## TASK
Quote precisely the final stretch of the listing: start at the line containing "white sock, put" and stop after the last line.

## GIVEN ENTRIES
-- begin --

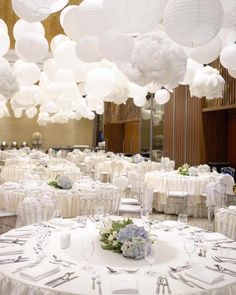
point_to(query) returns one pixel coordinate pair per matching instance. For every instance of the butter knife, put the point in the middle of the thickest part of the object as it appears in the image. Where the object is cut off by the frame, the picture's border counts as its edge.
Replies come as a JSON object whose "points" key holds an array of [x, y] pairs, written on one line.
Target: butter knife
{"points": [[65, 281]]}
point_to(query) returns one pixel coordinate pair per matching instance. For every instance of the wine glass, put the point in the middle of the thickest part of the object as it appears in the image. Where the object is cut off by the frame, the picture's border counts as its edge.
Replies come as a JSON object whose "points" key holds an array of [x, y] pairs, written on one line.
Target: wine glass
{"points": [[87, 252], [150, 256], [190, 247], [182, 221]]}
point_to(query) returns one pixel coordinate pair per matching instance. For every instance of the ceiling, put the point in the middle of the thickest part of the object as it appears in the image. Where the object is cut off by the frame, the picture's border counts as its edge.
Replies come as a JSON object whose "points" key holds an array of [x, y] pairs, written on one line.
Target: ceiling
{"points": [[51, 24]]}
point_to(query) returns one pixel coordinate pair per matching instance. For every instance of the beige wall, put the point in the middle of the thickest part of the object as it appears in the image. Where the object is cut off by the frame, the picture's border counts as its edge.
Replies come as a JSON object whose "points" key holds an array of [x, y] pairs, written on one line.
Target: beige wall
{"points": [[72, 133]]}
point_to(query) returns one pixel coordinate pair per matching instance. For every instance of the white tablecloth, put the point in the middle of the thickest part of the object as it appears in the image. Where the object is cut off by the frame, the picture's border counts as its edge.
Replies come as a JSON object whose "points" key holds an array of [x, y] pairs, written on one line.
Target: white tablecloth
{"points": [[82, 199], [170, 253], [194, 185]]}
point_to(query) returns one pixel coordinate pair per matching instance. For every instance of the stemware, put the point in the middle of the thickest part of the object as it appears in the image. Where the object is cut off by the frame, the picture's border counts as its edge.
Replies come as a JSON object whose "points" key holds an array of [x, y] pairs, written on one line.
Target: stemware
{"points": [[190, 247], [150, 256], [87, 252]]}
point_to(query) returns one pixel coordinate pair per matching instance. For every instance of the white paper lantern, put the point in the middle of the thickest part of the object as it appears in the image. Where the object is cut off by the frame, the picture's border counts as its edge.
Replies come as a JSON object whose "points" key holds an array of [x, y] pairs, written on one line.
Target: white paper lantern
{"points": [[207, 53], [31, 47], [57, 40], [88, 49], [27, 73], [65, 56], [162, 96], [139, 101], [26, 13], [100, 82], [193, 23], [3, 25], [116, 47], [132, 16], [91, 18], [232, 73], [31, 112], [4, 42], [228, 5], [227, 57], [69, 22], [22, 27]]}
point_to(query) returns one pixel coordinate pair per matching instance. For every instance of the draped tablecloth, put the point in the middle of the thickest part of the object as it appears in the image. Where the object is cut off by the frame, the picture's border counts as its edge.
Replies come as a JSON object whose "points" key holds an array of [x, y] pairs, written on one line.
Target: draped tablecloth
{"points": [[162, 182], [169, 254], [83, 198]]}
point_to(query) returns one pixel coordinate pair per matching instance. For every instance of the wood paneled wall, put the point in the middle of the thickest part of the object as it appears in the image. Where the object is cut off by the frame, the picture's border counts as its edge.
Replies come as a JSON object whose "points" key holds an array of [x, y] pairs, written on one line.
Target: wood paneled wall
{"points": [[183, 137]]}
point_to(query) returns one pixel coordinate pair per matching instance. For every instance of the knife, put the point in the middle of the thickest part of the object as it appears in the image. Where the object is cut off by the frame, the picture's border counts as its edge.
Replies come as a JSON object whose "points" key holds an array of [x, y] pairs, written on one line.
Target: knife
{"points": [[65, 281]]}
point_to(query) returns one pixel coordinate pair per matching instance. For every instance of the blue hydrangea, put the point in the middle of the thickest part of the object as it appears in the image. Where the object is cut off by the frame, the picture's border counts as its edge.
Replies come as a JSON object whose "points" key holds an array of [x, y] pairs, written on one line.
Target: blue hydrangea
{"points": [[131, 231], [134, 248]]}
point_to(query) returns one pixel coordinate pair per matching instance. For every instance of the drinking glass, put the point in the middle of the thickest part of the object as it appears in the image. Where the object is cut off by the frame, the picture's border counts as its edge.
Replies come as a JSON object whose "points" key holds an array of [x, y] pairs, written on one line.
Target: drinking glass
{"points": [[190, 247], [150, 256], [87, 252]]}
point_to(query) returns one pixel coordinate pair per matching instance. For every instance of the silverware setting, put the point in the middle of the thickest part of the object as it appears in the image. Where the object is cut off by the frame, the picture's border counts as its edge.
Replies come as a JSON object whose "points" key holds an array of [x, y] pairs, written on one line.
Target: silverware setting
{"points": [[218, 259], [61, 280], [130, 271], [13, 260]]}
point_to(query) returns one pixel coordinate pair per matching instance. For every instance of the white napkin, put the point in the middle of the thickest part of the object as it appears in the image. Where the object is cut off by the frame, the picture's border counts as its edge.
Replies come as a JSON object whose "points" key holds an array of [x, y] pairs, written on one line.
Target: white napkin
{"points": [[11, 250], [201, 273], [214, 237], [40, 271], [124, 284]]}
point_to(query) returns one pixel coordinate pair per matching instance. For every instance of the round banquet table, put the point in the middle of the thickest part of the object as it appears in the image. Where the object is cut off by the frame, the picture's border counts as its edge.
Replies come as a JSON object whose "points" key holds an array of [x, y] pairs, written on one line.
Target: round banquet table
{"points": [[170, 253], [162, 182], [82, 199]]}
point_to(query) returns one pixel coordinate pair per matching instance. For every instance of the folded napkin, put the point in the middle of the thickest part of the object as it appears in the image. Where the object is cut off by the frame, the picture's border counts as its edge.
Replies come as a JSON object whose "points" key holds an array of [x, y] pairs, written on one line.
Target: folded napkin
{"points": [[203, 274], [40, 271], [11, 250], [124, 284], [211, 237]]}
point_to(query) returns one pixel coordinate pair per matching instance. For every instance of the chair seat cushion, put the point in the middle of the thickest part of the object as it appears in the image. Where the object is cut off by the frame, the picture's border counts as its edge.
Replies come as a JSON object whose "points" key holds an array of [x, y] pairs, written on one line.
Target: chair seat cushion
{"points": [[130, 208], [178, 194], [130, 201]]}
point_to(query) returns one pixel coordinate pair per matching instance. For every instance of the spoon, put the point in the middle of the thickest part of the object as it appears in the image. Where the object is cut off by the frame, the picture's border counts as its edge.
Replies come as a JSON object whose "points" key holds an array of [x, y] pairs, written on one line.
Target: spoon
{"points": [[130, 271]]}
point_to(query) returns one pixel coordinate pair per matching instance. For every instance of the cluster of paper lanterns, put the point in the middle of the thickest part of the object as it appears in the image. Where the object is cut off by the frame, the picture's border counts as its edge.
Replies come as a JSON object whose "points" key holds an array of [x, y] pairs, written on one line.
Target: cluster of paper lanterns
{"points": [[113, 50]]}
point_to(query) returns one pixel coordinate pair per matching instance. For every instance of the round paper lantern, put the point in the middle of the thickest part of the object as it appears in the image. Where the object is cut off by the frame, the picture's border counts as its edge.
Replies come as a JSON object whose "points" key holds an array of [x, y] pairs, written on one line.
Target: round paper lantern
{"points": [[232, 73], [132, 16], [65, 56], [116, 47], [137, 91], [57, 40], [91, 19], [140, 101], [27, 13], [4, 42], [18, 113], [162, 96], [22, 27], [227, 57], [31, 112], [69, 22], [207, 53], [3, 25], [31, 47], [230, 37], [193, 23], [88, 50], [100, 82], [27, 73]]}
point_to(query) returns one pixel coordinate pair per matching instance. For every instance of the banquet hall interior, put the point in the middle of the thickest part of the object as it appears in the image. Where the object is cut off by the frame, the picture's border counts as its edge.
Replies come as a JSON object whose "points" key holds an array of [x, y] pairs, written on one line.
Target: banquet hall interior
{"points": [[117, 147]]}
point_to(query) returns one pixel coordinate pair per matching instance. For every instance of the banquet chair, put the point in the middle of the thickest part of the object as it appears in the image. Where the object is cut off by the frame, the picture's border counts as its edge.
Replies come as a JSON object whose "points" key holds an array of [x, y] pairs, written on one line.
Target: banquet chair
{"points": [[35, 210], [228, 170], [176, 201], [225, 221]]}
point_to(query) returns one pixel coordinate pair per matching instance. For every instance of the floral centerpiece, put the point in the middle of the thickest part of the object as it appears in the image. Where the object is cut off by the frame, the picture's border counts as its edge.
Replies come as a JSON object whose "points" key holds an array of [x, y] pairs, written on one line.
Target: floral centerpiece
{"points": [[183, 170], [61, 182], [124, 237]]}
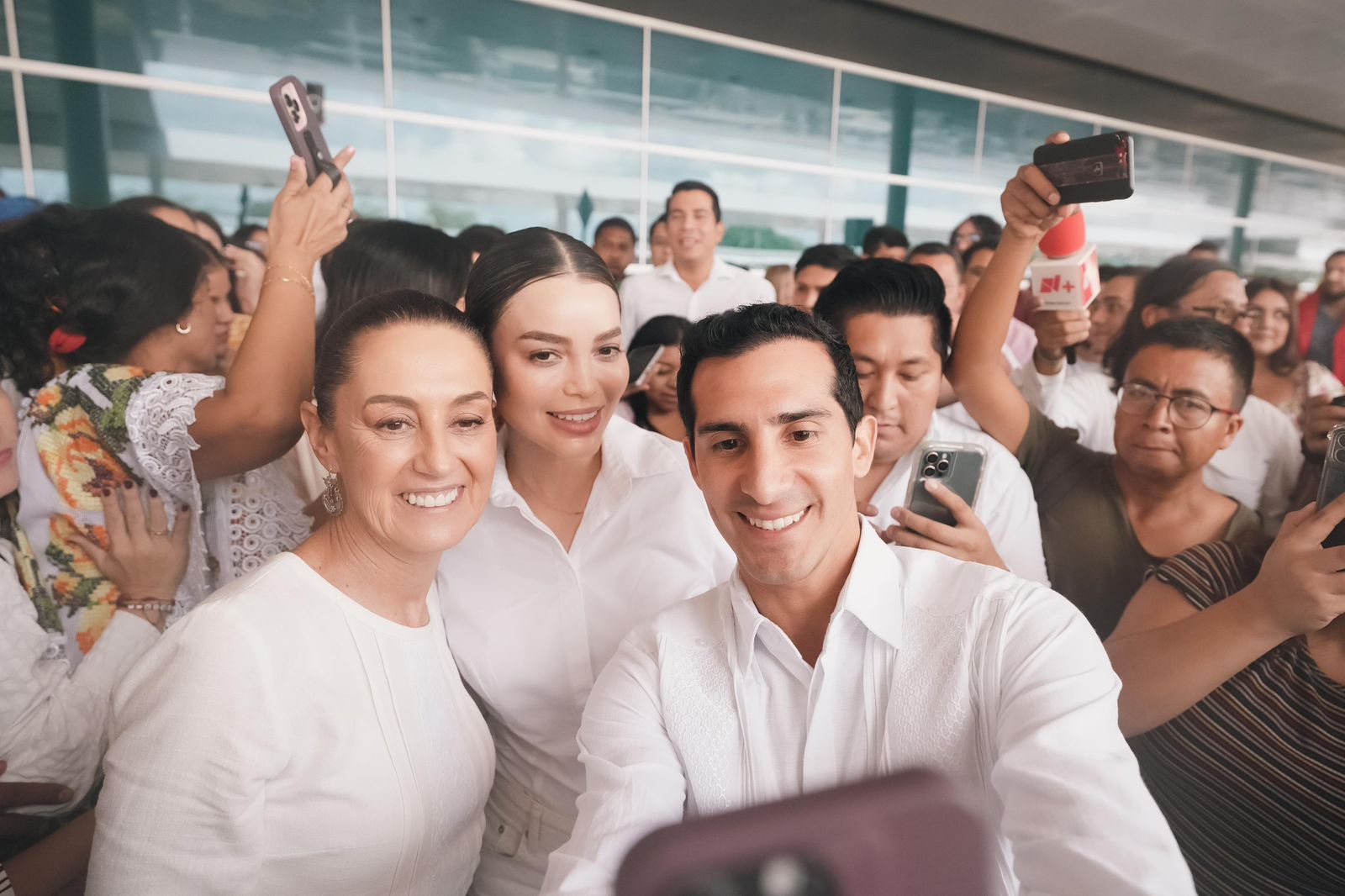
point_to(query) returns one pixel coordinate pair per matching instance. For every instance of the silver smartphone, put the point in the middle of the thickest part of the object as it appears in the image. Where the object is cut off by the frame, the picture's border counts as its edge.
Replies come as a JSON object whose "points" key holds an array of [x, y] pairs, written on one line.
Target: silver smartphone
{"points": [[957, 466]]}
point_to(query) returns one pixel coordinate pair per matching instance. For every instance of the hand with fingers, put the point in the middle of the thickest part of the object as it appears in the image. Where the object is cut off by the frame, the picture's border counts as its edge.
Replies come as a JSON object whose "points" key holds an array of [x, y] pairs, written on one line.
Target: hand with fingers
{"points": [[1031, 202], [968, 540], [309, 219], [145, 559], [1059, 329], [18, 794], [1301, 586]]}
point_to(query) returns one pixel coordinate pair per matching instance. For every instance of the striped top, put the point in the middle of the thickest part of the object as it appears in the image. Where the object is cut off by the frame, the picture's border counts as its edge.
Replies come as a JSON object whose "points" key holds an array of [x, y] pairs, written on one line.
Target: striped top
{"points": [[1253, 777]]}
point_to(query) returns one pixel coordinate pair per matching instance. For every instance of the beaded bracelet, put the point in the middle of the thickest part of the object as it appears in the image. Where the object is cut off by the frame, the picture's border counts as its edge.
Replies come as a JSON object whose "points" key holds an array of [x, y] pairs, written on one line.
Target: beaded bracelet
{"points": [[148, 606], [299, 277]]}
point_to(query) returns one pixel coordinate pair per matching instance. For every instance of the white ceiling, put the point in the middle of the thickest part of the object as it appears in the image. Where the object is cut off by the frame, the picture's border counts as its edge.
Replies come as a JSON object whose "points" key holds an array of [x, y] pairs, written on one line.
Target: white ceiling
{"points": [[1284, 55]]}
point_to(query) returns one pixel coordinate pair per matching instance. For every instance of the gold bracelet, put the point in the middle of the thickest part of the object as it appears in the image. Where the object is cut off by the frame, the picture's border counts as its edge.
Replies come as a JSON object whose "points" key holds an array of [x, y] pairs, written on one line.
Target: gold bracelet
{"points": [[299, 277]]}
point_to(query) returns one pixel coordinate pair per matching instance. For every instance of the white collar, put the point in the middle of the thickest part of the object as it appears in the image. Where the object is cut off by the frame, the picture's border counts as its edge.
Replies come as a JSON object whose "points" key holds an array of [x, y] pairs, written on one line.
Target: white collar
{"points": [[872, 593]]}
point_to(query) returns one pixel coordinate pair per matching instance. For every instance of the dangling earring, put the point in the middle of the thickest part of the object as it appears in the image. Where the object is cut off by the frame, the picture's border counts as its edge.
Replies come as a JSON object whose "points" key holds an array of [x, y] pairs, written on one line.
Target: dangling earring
{"points": [[333, 501]]}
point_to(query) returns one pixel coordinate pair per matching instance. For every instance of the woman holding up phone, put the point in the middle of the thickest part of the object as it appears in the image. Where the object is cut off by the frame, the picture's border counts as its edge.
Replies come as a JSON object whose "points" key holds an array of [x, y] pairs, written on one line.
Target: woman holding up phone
{"points": [[131, 313], [593, 525]]}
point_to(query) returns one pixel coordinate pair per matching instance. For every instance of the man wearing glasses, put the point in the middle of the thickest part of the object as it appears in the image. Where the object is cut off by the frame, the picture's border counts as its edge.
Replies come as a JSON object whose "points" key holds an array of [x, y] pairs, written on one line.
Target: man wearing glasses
{"points": [[1107, 519]]}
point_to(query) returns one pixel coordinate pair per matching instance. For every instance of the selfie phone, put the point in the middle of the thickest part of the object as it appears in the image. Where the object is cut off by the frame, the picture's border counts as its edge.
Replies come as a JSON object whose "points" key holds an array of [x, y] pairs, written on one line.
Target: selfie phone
{"points": [[302, 127], [1333, 481], [1089, 170], [642, 363], [905, 833], [955, 466]]}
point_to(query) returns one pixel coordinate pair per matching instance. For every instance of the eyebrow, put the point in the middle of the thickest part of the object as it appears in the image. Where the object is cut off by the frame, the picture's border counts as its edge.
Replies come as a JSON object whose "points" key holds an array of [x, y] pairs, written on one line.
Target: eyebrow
{"points": [[783, 419], [408, 403]]}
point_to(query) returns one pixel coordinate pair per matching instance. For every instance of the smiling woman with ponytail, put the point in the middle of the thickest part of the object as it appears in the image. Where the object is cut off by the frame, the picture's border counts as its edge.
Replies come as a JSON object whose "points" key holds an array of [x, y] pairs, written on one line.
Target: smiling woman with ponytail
{"points": [[112, 323]]}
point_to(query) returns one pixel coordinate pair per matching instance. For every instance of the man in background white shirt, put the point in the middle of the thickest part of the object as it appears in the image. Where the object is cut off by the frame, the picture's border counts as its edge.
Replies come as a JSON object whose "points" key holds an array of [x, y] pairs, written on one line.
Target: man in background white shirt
{"points": [[831, 656], [696, 282]]}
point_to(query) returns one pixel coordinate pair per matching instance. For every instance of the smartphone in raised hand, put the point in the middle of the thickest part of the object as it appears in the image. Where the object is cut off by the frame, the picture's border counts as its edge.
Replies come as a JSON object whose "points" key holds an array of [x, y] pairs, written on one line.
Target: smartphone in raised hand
{"points": [[1095, 168], [955, 466], [1333, 481], [289, 96]]}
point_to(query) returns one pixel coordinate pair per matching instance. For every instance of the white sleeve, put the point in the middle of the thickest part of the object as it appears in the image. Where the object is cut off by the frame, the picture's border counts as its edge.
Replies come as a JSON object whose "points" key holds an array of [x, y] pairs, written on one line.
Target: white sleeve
{"points": [[51, 723], [159, 420], [636, 781], [1010, 517], [1076, 814], [197, 732], [1282, 470]]}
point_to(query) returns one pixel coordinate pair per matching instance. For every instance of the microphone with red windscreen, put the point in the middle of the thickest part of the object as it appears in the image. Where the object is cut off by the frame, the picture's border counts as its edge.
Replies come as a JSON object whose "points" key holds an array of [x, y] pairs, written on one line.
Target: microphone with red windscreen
{"points": [[1066, 277]]}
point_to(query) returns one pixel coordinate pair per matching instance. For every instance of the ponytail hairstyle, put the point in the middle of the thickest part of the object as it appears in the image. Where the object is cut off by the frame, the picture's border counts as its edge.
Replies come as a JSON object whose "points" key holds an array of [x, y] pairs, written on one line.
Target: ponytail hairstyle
{"points": [[89, 286], [522, 259]]}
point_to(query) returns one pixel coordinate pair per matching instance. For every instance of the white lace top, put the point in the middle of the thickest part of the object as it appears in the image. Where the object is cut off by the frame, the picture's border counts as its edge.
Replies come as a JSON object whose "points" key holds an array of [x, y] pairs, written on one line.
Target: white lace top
{"points": [[242, 519]]}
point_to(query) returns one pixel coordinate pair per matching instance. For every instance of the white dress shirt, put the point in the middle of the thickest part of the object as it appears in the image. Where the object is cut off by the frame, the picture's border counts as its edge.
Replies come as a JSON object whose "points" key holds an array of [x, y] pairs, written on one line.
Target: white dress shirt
{"points": [[284, 739], [51, 720], [1261, 468], [663, 293], [928, 662], [533, 625], [1005, 502]]}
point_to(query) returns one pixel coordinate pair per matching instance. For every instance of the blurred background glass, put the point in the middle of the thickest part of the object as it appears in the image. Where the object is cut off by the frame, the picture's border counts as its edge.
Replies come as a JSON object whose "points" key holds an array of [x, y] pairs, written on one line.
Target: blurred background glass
{"points": [[490, 98]]}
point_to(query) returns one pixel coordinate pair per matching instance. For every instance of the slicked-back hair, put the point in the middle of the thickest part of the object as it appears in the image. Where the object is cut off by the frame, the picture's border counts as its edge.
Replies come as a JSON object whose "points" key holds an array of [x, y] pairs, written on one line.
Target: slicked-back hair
{"points": [[1200, 334], [748, 327], [521, 259], [885, 235], [338, 353], [887, 287], [686, 186], [827, 255]]}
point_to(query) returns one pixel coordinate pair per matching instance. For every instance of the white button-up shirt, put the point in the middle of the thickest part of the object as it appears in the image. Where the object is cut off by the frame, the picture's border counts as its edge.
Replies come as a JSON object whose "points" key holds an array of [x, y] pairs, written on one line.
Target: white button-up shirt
{"points": [[663, 293], [1261, 468], [533, 625], [1005, 502], [928, 662]]}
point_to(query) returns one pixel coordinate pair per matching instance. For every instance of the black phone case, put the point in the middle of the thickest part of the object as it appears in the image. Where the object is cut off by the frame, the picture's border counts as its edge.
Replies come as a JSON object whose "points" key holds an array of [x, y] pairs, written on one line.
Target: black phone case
{"points": [[1333, 482], [1096, 168], [302, 127], [963, 477]]}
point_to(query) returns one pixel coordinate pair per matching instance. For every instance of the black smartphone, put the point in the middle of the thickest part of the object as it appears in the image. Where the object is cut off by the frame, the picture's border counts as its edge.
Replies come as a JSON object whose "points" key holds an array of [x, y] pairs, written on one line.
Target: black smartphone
{"points": [[642, 363], [955, 466], [303, 128], [1333, 481], [1089, 170]]}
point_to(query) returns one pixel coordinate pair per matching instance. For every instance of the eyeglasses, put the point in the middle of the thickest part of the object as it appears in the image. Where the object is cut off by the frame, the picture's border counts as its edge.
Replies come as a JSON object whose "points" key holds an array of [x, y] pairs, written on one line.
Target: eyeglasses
{"points": [[1187, 412], [1223, 314]]}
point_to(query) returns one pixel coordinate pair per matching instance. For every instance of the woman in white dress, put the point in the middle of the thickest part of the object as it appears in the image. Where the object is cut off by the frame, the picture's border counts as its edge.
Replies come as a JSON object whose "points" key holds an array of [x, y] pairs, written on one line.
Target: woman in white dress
{"points": [[593, 525], [113, 326], [306, 730]]}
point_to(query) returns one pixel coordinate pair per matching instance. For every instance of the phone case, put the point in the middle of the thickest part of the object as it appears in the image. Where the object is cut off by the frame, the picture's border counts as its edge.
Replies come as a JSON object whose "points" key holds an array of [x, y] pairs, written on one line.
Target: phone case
{"points": [[905, 833], [1089, 170], [289, 96], [1333, 482], [957, 466]]}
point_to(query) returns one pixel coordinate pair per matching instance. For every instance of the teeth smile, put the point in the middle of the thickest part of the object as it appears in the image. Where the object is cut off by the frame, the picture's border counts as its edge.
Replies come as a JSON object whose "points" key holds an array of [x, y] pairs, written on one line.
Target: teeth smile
{"points": [[777, 525], [425, 499]]}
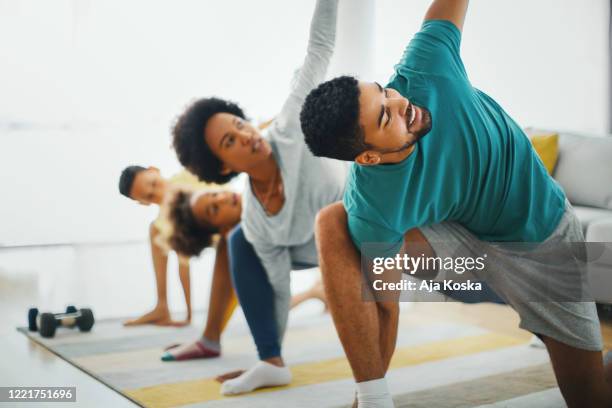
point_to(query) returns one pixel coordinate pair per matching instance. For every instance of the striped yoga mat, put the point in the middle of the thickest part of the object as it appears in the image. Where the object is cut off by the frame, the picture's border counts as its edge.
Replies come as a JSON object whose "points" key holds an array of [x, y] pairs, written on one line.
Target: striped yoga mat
{"points": [[437, 363]]}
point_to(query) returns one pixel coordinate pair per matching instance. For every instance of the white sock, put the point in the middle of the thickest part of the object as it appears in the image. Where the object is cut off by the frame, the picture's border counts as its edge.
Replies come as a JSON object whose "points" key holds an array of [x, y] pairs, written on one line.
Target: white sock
{"points": [[260, 375], [374, 394]]}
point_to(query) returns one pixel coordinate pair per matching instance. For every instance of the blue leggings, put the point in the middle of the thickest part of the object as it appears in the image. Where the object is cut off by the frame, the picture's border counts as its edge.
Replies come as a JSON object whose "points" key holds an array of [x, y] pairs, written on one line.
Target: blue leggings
{"points": [[255, 294]]}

-- end --

## RESPONSE TO THIS TASK
point_to(query) returns one pixel coordinate pair per matching instance. For every instance of the white sock, put the point in the middle of the thickest part of the object as it appears in the image. Where the object is cut off by the frame, the picture's border counts as its edge.
Replies come as a JSON object whose "points" key holds an array of [x, y] pairs, written on one line.
Target: white sock
{"points": [[260, 375], [374, 394]]}
point_to(query) returns one pixel coordinate pair per matching instance. For every instance of the blue leggings, put the point in the middle of the thickest part of the object as it appears in the image. Where the object is cut off by the frame, the picture's border counts as its edge.
Replies come as a JSON object whose "points" key holds an array of [x, y] pairs, written on one line.
Target: blue leggings
{"points": [[255, 294]]}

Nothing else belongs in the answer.